* _Source extract_:
I’m not sure why “HART vs. Foundation Fieldbus” made the FF EUAC “Top 10” list, but I suppose it could be because users are starting to understand that the communications protocol is less and less a factor in the diagnostics capability of intelligent devices.
The term “FF-like diagnostics” as used by John is very interesting, since many of the initial and current FF registered devices are natively HART devices with an additional communication board to translate the data from HART to FF format. Consequently, the diagnostics in these devices is virtually identical.
The statement about “watered-down, fieldbus-like diagnostics” is also very ironic and misleading. Contrary to the implication, the fact is that all HART-enabled devices—dating back to the early 90s—contain device status and diagnostic information that is easily used by today’s HART-enabled automation and I/O systems without any upgrade to the device.
Users evaluating their automation system and field communication protocol options must consider many issues including, device replacement, training, project risk, infrastructure upgrades, automation and I/O system upgrades and others. In many cases, total cost vs. benefits have shown HART to be the most cost-effective option.
Users have a responsibility to their management to evaluate all their options for upgrading automation systems on brownfield sites including using the HART-enabled field devices that are currently installed. John’s implication that HART is not the most “promising technology of the day” is, we believe, incorrect.

* _What to do_:
1. Summarize the passage on HART versus Foundation Fieldbus in two sentences.
2. For each statement below, say whether it agrees with the passage on HART versus Foundation Fieldbus, and quote the words from the passage that decide it.
(a) FF registered devices that are natively HART devices have diagnostics that are virtually identical to those of HART devices.
(b) HART-enabled devices dating back to the early 90s need an upgrade before today's automation systems can use their diagnostic information.
(c) The writer agrees with John that HART is not the most promising technology of the day.

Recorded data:
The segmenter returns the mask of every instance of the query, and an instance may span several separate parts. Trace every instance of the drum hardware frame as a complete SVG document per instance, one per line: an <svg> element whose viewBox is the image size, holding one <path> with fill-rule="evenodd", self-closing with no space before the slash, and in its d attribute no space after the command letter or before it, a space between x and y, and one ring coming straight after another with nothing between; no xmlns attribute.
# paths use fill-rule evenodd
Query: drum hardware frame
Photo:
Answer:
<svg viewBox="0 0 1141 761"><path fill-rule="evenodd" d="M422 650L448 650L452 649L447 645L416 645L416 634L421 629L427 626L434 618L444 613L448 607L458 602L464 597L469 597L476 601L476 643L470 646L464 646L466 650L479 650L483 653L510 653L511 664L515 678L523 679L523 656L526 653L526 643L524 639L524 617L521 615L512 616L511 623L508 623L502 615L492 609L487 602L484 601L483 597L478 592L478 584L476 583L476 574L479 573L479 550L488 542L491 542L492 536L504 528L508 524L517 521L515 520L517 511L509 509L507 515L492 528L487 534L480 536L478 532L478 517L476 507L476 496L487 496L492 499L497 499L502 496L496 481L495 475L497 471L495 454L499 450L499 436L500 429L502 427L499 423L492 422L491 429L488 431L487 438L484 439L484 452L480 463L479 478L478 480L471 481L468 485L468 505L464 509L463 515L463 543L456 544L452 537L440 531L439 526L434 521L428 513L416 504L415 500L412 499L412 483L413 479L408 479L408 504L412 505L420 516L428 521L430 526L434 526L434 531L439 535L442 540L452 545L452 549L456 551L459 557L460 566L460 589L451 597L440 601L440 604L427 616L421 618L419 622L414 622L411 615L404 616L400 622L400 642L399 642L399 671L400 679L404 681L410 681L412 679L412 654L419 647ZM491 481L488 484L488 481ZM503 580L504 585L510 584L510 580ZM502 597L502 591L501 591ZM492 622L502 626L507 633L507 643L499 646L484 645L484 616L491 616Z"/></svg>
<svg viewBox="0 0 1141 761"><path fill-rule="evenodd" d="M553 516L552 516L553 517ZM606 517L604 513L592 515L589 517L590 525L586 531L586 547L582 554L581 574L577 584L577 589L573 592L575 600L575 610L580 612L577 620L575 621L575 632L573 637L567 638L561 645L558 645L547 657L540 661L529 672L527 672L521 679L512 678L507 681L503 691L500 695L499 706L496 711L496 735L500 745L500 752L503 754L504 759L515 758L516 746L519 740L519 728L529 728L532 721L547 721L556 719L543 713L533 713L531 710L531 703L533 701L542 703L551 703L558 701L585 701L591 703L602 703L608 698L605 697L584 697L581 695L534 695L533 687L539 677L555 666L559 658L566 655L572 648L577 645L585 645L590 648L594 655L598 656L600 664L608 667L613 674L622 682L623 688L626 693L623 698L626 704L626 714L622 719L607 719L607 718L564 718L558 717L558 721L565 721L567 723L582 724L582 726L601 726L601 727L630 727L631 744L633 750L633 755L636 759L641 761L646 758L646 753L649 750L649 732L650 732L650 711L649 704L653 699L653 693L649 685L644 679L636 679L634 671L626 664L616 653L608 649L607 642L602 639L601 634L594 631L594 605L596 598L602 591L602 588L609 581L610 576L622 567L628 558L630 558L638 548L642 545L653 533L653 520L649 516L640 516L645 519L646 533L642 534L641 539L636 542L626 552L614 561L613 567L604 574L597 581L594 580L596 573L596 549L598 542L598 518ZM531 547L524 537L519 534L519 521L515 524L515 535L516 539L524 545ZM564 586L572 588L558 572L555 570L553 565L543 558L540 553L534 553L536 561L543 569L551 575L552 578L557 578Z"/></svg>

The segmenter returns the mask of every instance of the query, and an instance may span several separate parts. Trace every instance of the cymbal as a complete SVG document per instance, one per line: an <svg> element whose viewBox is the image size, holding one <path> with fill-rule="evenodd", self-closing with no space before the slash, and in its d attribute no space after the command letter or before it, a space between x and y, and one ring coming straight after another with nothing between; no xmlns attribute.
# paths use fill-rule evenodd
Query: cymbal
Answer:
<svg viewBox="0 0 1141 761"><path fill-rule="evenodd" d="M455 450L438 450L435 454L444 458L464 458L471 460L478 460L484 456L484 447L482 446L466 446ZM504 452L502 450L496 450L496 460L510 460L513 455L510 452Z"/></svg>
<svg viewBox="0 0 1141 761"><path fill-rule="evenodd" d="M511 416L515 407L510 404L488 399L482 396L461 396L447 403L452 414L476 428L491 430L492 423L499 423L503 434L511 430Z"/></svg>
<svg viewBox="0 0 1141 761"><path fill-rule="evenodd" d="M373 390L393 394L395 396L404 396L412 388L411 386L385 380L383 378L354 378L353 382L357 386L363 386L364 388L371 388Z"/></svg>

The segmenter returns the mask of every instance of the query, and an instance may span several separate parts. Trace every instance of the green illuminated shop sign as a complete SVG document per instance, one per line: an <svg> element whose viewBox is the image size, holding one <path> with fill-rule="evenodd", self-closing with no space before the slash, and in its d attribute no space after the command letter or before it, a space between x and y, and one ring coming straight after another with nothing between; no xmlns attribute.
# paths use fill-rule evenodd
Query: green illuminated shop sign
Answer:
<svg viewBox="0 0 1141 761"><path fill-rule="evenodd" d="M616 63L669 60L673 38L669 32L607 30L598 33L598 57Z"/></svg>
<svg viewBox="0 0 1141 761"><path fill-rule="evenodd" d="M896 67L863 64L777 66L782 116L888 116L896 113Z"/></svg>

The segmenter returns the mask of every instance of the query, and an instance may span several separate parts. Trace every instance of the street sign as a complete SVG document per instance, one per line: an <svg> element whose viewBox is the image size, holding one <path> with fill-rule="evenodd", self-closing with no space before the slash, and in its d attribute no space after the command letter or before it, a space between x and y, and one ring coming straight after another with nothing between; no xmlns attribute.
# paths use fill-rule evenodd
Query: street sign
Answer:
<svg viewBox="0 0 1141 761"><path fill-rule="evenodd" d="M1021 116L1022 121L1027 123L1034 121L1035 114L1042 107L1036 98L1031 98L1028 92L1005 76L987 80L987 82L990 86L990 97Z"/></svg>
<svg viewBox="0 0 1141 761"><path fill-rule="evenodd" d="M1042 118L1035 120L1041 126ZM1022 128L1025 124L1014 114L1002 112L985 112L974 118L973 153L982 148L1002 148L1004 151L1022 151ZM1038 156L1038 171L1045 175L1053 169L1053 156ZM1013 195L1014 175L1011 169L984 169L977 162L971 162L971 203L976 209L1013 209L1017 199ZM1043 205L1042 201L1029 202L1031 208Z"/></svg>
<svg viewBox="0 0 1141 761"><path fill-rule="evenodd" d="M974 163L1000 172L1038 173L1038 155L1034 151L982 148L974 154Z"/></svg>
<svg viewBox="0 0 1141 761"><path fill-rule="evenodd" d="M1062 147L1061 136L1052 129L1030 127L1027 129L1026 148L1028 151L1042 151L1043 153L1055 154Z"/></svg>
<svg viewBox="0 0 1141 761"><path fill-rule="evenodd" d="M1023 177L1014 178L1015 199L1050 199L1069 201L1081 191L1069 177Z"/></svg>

* _Expected outputs_:
1. Many Foundation Fieldbus registered devices are natively HART devices with an added communication board that translates the data to FF format, so their diagnostics are virtually identical, and all HART-enabled devices since the early 90s contain status and diagnostic information that today's HART-enabled systems can use without upgrading the device. Users weighing their options must consider issues such as device replacement, training, project risk and system upgrades, and in many cases HART has proven the most cost-effective choice.

2.
(a) Yes: "the diagnostics in these devices is virtually identical."
(b) No: "without any upgrade to the device."
(c) No: "is, we believe, incorrect."